======== Raw records ========
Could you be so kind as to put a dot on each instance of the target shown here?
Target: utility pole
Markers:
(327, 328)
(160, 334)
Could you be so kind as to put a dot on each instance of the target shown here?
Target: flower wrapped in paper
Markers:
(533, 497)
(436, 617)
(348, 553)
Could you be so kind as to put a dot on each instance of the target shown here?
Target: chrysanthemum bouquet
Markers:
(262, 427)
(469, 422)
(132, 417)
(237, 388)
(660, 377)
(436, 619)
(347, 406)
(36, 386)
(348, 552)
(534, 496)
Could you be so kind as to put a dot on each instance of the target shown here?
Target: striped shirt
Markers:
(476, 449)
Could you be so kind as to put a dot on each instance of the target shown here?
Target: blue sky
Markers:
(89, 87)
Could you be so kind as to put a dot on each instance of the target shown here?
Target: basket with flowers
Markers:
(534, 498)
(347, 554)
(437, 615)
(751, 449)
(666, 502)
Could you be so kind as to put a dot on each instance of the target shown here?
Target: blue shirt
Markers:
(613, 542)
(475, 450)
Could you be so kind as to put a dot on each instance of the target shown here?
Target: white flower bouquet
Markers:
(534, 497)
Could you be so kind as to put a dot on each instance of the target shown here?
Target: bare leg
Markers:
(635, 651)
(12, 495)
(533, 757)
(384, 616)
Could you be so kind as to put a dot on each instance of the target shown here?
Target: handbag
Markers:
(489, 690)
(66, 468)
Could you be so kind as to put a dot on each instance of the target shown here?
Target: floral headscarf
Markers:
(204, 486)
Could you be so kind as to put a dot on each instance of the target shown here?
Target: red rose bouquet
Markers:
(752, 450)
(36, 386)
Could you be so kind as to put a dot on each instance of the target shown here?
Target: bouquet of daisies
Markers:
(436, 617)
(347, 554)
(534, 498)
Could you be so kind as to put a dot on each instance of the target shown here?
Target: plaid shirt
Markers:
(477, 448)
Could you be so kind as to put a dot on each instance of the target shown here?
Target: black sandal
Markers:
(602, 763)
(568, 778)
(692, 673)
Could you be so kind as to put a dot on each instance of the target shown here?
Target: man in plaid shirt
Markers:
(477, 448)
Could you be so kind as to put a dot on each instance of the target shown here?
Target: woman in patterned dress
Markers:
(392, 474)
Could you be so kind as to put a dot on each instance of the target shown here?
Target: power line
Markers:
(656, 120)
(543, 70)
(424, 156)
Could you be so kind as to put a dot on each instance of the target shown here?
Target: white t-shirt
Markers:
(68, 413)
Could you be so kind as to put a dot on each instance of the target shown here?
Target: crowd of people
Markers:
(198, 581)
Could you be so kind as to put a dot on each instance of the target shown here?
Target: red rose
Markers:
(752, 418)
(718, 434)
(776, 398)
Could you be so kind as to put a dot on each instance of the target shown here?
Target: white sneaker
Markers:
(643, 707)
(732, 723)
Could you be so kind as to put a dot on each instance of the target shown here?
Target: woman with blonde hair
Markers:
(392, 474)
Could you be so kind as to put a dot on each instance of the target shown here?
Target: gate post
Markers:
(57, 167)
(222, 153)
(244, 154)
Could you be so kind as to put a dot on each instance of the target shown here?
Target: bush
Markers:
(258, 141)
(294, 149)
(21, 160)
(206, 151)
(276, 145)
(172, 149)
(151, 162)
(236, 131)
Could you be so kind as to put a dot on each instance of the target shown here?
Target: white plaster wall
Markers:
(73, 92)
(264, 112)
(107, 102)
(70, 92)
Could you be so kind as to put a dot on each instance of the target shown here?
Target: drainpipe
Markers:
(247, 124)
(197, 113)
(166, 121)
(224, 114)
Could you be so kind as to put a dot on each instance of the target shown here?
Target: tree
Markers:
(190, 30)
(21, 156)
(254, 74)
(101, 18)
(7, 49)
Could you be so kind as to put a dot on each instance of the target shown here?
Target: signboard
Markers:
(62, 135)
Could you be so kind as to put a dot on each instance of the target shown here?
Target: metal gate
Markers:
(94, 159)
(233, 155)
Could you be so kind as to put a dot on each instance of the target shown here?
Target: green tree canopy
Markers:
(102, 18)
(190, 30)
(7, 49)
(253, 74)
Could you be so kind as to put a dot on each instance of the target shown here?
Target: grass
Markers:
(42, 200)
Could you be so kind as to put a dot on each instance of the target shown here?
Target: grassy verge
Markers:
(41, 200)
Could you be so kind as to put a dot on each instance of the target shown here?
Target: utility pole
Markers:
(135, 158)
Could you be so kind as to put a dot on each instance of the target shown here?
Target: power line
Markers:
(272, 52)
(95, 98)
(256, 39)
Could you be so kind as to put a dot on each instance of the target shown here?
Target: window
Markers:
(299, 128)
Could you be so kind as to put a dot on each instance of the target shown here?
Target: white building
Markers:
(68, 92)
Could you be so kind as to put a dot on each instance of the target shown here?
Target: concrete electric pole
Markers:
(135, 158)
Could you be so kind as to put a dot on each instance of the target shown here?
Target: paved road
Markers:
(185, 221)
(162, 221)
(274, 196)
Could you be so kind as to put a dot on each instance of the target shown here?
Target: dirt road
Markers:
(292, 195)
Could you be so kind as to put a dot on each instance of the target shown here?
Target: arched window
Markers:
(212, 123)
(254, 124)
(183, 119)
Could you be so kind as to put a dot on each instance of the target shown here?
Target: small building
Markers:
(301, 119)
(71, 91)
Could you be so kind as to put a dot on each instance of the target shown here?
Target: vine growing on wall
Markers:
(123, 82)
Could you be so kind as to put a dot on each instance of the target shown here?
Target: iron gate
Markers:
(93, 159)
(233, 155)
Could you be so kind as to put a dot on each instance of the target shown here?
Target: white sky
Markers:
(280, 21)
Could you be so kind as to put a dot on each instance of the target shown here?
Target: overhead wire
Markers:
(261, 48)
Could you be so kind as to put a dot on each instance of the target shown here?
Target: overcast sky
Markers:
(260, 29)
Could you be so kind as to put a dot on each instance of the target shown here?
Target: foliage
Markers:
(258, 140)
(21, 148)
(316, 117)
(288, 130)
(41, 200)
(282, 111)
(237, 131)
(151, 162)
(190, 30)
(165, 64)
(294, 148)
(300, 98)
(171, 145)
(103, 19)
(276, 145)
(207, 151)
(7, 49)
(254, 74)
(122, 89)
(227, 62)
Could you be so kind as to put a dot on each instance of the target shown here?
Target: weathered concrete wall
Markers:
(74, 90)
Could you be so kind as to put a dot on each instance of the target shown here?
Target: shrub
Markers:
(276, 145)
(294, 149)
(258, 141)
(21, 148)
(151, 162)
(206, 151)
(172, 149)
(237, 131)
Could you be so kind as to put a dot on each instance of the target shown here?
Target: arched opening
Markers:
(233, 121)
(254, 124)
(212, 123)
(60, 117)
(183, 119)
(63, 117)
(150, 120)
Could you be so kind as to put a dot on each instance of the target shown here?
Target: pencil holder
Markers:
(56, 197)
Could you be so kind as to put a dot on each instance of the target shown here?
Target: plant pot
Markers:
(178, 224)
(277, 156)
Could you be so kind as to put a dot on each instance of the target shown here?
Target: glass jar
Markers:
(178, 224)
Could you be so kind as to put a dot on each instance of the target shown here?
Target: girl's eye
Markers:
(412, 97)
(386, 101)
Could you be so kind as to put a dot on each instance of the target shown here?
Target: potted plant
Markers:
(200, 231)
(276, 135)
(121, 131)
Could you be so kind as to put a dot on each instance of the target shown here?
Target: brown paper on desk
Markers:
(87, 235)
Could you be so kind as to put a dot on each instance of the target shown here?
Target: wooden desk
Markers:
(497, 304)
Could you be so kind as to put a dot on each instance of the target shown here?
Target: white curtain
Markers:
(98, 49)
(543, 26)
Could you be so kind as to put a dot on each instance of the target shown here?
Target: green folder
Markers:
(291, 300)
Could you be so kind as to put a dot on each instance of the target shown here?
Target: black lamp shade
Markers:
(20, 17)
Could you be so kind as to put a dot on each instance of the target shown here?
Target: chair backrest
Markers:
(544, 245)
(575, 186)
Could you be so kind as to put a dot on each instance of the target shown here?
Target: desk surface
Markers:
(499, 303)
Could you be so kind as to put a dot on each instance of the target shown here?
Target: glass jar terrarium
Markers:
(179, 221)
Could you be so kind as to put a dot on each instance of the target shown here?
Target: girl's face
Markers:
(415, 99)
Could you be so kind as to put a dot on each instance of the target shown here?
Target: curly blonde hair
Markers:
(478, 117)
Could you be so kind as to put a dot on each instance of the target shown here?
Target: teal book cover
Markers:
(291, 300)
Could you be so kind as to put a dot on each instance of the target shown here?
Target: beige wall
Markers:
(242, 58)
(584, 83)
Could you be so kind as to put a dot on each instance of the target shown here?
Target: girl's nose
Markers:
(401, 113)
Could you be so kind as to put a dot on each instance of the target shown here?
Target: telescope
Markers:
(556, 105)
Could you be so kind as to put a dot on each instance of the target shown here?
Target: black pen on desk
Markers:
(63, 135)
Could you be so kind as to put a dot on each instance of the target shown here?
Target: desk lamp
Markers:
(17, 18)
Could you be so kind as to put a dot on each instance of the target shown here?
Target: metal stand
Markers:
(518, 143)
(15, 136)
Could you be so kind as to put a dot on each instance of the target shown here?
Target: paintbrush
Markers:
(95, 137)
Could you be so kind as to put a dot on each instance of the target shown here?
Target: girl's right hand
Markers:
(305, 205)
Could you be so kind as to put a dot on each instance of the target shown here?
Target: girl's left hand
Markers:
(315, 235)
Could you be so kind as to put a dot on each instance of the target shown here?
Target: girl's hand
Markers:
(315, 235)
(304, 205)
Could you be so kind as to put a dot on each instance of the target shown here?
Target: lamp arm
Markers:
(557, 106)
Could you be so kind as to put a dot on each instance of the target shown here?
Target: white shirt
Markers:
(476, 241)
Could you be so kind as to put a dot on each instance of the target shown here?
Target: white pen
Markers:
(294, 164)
========
_Given problem:_ List every line of the data above that contains the word "with", and treat uppercase and lowercase as different.

_Finished task:_
Target: basket with flowers
Target: woman with blonde hair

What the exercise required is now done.